> _Task instructions_
Copy the passage on the Global Environmental Multiscale Model between "Weather forecasting and" and "in general use.", inclusive, changing "medium-range" to "mid-range".

> _Excerpt provided_
━━━━━━━━━━━━━━━━
= Global Environmental Multiscale Model =

Weather forecasting and data assimilation system

The Global Environmental Multiscale Model (GEM), often known as the CMC model in North America, is an integrated forecasting and data assimilation system developed in the Recherche en Prévision Numérique (RPN), Meteorological Research Branch (MRB), and the Canadian Meteorological Centre (CMC). Along with the NWS's Global Forecast System (GFS), which runs out to 16 days, the ECMWF's Integrated Forecast System (IFS), which runs out 10 days, the US Naval Research Laboratory Navy Global Environmental Model (NAVGEM), which runs out eight days, the UK Met Office's Unified Model, which runs out to seven days, and Deutscher Wetterdienst's ICON (ICOsahedral Nonhydrostatic), which runs out to 7.5 days, it is one of the global medium-range models in general use.

== Operation ==

=== Deterministic model ===
The GEM's operational model, known as the Global Deterministic Prediction System (GDPS), is currently operational for the global data assimilation cycle and medium-range forecasting, the regional data assimilation spin-up cycle and short-range forecasting. Mesoscale forecasts (distributed under the names regional deterministic prediction system or RDPS for the coarser mesh, available for all of North America and high-resolution deterministic prediction system or HRDPS for the finer mesh, available in Canada only) are produced overnight and are available to the operational forecasters. A growing number of meteorological applications are now either based on or use the GEM model. Output from the GEM goes out to 10 days, on par with the public output of the European Integrated Forecast System.

=== Ensemble model ===
The ensemble variant of the GEM is known as the Global Ensemble Prediction System (GEPS). It has 20 members (plus control) and runs out 16 days, the same range as the American global forecast system. The GEPS runs alongside the GFS ensemble to form the North American Ensemble Forecast System. A regional ensemble prediction system (REPS), covering North America and also having 20 members plus control, runs out 72 hours.

== Development ==
The GEM model has been developed to meet the operational weather forecasting needs of Canada for the coming years. These presently include short-range regional forecasting, medium-range global forecasting, and data assimilation. In the future they will include nowcasting at the meso-scales, and dynamic extended-range forecasting on monthly to seasonal timescales. The essence of the approach is to develop a single highly efficient model that can be reconfigured at run time to either run globally at uniform-resolution (with possibly degraded resolution in the "other" hemisphere), or to run with variable resolution over a global domain such that high resolution is focused over an area of interest.
━━━━━━━━━━━━━━━━
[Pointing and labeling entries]
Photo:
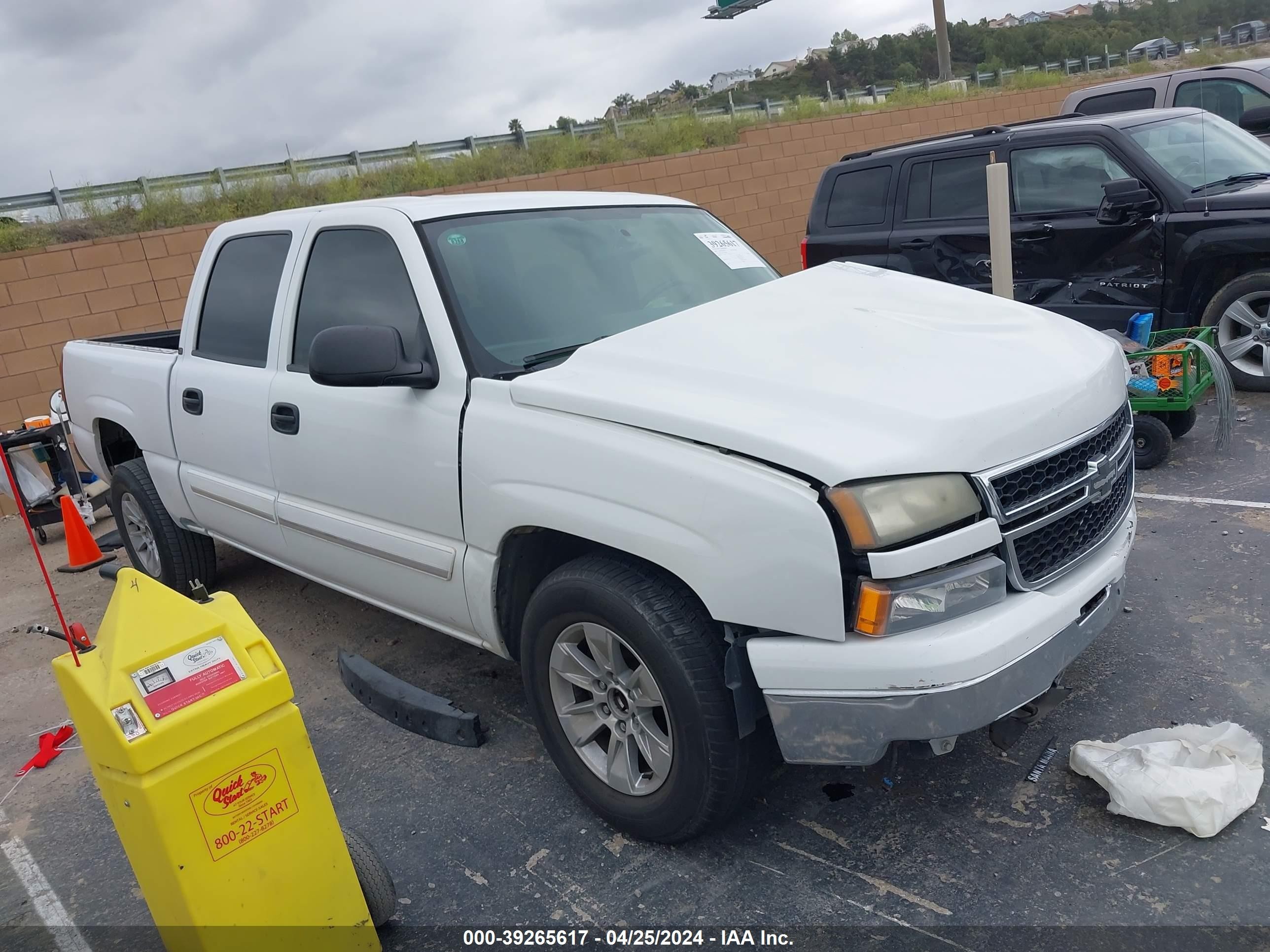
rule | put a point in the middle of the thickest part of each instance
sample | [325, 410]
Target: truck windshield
[1197, 153]
[524, 285]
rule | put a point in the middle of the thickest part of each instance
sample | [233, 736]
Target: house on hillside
[779, 69]
[723, 82]
[870, 43]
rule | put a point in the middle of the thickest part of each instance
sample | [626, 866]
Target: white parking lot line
[43, 900]
[1207, 501]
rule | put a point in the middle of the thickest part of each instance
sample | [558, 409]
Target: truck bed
[126, 380]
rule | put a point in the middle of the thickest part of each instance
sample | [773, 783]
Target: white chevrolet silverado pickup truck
[596, 433]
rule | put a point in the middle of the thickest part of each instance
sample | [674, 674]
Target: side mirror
[1256, 121]
[1126, 201]
[366, 356]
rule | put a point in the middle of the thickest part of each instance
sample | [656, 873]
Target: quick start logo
[230, 794]
[243, 805]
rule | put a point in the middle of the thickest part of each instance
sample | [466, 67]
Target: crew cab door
[942, 221]
[1063, 258]
[221, 386]
[367, 477]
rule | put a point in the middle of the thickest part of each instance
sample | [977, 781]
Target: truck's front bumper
[855, 726]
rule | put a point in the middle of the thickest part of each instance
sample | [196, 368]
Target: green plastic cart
[1166, 415]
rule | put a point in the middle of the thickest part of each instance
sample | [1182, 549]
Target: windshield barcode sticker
[191, 676]
[731, 249]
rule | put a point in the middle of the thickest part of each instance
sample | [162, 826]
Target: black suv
[1165, 211]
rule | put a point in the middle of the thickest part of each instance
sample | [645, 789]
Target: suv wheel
[1241, 314]
[624, 673]
[157, 545]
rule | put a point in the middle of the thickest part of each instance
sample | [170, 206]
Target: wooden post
[999, 230]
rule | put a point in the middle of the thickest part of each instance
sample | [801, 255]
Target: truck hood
[845, 373]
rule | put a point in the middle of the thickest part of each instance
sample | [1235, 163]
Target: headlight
[885, 512]
[903, 605]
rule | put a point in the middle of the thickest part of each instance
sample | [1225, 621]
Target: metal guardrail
[356, 162]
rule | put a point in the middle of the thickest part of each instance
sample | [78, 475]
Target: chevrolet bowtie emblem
[1103, 476]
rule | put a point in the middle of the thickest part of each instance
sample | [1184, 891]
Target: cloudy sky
[103, 91]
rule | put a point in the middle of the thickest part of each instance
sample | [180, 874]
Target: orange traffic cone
[82, 549]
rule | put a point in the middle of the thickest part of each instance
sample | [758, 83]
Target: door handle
[1043, 234]
[285, 418]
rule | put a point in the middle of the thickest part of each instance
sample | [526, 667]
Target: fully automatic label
[191, 676]
[244, 804]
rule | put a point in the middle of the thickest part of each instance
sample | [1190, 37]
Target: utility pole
[942, 42]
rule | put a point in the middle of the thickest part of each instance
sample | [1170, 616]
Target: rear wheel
[1151, 442]
[373, 876]
[155, 544]
[625, 678]
[1179, 422]
[1241, 314]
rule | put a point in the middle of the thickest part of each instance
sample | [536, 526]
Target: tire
[667, 630]
[373, 876]
[1179, 422]
[172, 555]
[1151, 442]
[1250, 364]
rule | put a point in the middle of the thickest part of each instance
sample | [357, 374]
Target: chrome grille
[1056, 545]
[1059, 506]
[1018, 489]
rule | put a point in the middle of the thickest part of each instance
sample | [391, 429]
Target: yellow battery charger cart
[187, 719]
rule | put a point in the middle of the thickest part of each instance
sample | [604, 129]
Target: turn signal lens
[897, 606]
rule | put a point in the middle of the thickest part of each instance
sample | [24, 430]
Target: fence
[356, 162]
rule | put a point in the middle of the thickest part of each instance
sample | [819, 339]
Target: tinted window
[859, 199]
[1061, 178]
[521, 283]
[1121, 102]
[959, 187]
[238, 307]
[1227, 98]
[356, 276]
[918, 205]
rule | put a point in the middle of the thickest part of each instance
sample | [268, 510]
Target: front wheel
[1241, 314]
[157, 545]
[624, 672]
[1179, 422]
[1151, 442]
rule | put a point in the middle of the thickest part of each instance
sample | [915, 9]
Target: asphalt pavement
[958, 851]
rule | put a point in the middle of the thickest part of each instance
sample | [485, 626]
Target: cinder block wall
[761, 188]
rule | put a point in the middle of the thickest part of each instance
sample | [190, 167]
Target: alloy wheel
[142, 537]
[1244, 334]
[611, 709]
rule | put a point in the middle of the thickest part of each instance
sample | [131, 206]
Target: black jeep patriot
[1164, 210]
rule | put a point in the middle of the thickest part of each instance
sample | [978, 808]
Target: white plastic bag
[1194, 777]
[32, 477]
━━━━━━━━━━━━━━━━
> _Exercise solution_
Weather forecasting and data assimilation system

The Global Environmental Multiscale Model (GEM), often known as the CMC model in North America, is an integrated forecasting and data assimilation system developed in the Recherche en Prévision Numérique (RPN), Meteorological Research Branch (MRB), and the Canadian Meteorological Centre (CMC). Along with the NWS's Global Forecast System (GFS), which runs out to 16 days, the ECMWF's Integrated Forecast System (IFS), which runs out 10 days, the US Naval Research Laboratory Navy Global Environmental Model (NAVGEM), which runs out eight days, the UK Met Office's Unified Model, which runs out to seven days, and Deutscher Wetterdienst's ICON (ICOsahedral Nonhydrostatic), which runs out to 7.5 days, it is one of the global mid-range models in general use.